**Text provided**
>> Begin

A Grand Weekend

A short 30 hours after my scheduled flight out of Jackson Hole, I arrived at Tamarack Resort in midwestern Idaho for the second stop of the U.S. Snowboard Grand Prix. I thought no place on earth could have more snow than Jackson Hole. I was wrong.

For most of the two-hour drive from the Boise airport to Tamarack, the snowpiles on the sides of the roads reached 10- to 20-feet tall. Houses were blanketed to their second stories. The condos at the resort were covered in puffy white mushroom tops that looked weighty enough to crush in the rooves. It was like walking around in one of Alice’s wonderlands. And it was beautiful.

I don’t know what I’m going to do when I get back to the snowless concrete of New York City. Actually, yes I do. I’m going to fall into seasonal depression. Or watch a lot of snowboard and surf videos.

The weeked was a lot of fun, and now that the new ESPN The Mag website is launching today, I have another outlet for my thoughts and observations. I spent the weekend working on blogs for the site, but since our new fancy site didn’t launch until this afternoon, they were too late to post. So if you care to read them, click HERE or on the “continue reading” link at the bottom of this story. I’ll leave this entry with a photo I took from the top of the halfpipe during snowboardcross finals.

>> End

**Challenge 1**
Report every line of the rows that contains the string "windshield", matching case exactly.

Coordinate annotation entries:
>> Begin

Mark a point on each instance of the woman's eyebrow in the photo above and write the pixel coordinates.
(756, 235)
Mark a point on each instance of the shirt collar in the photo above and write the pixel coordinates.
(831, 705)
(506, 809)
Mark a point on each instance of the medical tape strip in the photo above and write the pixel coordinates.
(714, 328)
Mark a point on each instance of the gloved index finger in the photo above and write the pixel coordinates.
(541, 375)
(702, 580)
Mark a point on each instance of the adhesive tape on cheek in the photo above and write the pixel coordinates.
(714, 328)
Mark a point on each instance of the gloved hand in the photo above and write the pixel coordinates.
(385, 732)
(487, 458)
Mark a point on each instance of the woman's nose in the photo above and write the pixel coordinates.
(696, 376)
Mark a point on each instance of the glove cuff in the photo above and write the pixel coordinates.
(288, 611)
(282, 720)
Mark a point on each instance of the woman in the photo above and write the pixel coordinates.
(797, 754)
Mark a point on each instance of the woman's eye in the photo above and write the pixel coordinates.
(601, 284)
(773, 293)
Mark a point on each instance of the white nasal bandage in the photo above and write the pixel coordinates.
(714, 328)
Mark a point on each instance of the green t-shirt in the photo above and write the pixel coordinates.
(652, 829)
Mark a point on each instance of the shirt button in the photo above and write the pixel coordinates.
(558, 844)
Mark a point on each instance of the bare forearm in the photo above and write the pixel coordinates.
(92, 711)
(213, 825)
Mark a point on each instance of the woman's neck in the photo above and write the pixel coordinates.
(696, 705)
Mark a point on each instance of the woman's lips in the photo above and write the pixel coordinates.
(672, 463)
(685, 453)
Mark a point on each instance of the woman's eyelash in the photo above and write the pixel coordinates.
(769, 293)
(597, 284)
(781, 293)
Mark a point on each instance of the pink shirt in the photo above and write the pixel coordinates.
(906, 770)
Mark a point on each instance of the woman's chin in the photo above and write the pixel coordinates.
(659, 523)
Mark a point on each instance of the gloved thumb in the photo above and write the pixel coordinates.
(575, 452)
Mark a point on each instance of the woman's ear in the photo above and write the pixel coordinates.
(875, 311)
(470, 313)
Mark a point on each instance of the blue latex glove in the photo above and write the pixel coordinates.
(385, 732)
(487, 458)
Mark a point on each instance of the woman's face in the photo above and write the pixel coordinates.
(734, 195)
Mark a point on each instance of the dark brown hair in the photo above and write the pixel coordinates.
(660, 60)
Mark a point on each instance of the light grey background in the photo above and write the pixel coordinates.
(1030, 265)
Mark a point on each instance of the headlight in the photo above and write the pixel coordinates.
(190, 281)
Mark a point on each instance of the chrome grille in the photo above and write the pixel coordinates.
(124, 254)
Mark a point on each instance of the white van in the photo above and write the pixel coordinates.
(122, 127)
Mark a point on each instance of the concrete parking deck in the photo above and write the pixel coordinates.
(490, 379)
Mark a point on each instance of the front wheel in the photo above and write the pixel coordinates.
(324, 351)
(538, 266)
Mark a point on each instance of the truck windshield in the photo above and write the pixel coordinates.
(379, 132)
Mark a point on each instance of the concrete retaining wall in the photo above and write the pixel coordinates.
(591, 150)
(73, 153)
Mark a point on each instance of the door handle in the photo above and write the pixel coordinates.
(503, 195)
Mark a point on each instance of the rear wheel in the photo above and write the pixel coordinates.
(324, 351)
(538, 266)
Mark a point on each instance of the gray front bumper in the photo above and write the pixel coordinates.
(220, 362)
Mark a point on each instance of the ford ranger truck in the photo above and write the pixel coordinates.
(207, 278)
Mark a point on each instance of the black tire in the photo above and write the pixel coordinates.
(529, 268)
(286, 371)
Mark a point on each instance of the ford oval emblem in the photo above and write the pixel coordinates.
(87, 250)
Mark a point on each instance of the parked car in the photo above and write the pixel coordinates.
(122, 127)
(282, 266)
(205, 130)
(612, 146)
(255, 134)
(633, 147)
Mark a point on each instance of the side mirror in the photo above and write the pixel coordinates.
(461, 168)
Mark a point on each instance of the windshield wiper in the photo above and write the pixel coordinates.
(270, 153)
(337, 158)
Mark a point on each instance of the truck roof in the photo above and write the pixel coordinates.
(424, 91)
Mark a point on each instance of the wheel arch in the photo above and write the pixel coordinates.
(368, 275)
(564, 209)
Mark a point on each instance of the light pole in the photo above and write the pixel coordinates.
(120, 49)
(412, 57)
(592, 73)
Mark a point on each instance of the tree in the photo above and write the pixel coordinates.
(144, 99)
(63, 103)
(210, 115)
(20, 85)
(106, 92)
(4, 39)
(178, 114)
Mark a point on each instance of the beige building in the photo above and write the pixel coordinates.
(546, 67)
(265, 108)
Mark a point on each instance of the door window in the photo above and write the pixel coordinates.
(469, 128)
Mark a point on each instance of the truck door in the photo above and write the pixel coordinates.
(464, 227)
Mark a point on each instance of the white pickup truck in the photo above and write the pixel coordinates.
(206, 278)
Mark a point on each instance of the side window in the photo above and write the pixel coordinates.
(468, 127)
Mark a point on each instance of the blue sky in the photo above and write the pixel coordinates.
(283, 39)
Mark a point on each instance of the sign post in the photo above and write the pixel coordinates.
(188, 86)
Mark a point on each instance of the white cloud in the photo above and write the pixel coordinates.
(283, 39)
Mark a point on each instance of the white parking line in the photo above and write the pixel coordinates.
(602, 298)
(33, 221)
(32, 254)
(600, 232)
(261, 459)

>> End

**Challenge 2**
Print the entire Tamarack Resort blog post word for word, from its title to its final sentence.

**Final answer 1**
Mark a point on each instance of the truck windshield in the photo above and write the pixel coordinates.
Mark a point on each instance of the windshield wiper in the photo above and write the pixel coordinates.

**Final answer 2**
A Grand Weekend

A short 30 hours after my scheduled flight out of Jackson Hole, I arrived at Tamarack Resort in midwestern Idaho for the second stop of the U.S. Snowboard Grand Prix. I thought no place on earth could have more snow than Jackson Hole. I was wrong.

For most of the two-hour drive from the Boise airport to Tamarack, the snowpiles on the sides of the roads reached 10- to 20-feet tall. Houses were blanketed to their second stories. The condos at the resort were covered in puffy white mushroom tops that looked weighty enough to crush in the rooves. It was like walking around in one of Alice’s wonderlands. And it was beautiful.

I don’t know what I’m going to do when I get back to the snowless concrete of New York City. Actually, yes I do. I’m going to fall into seasonal depression. Or watch a lot of snowboard and surf videos.

The weeked was a lot of fun, and now that the new ESPN The Mag website is launching today, I have another outlet for my thoughts and observations. I spent the weekend working on blogs for the site, but since our new fancy site didn’t launch until this afternoon, they were too late to post. So if you care to read them, click HERE or on the “continue reading” link at the bottom of this story. I’ll leave this entry with a photo I took from the top of the halfpipe during snowboardcross finals.